● **EXERCISE AIM**
Copy the following material line for line, keeping every character unchanged.

● **DATASET**
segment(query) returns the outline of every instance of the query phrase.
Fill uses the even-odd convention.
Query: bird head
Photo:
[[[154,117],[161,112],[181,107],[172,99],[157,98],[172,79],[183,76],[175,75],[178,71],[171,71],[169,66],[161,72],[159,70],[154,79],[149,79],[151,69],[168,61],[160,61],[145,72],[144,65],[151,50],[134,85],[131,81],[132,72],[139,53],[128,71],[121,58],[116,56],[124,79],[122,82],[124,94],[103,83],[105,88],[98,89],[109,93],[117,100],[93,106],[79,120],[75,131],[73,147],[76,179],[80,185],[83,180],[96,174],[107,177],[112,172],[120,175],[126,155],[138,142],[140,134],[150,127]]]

● **TASK RESPONSE**
segment(query) returns the outline of every instance of the query phrase.
Fill uses the even-odd convention.
Query: bird head
Photo:
[[[154,117],[161,112],[181,107],[172,99],[157,98],[172,79],[183,76],[175,75],[178,71],[171,71],[169,66],[161,72],[159,70],[154,79],[149,79],[151,69],[168,61],[160,61],[145,72],[144,65],[151,50],[134,85],[131,81],[132,72],[139,53],[128,71],[121,58],[116,56],[124,79],[122,82],[124,94],[103,83],[105,88],[98,89],[109,93],[117,100],[93,106],[79,120],[75,131],[73,147],[76,179],[80,185],[83,180],[96,174],[107,177],[112,172],[120,175],[126,155],[138,142],[140,134],[150,127]]]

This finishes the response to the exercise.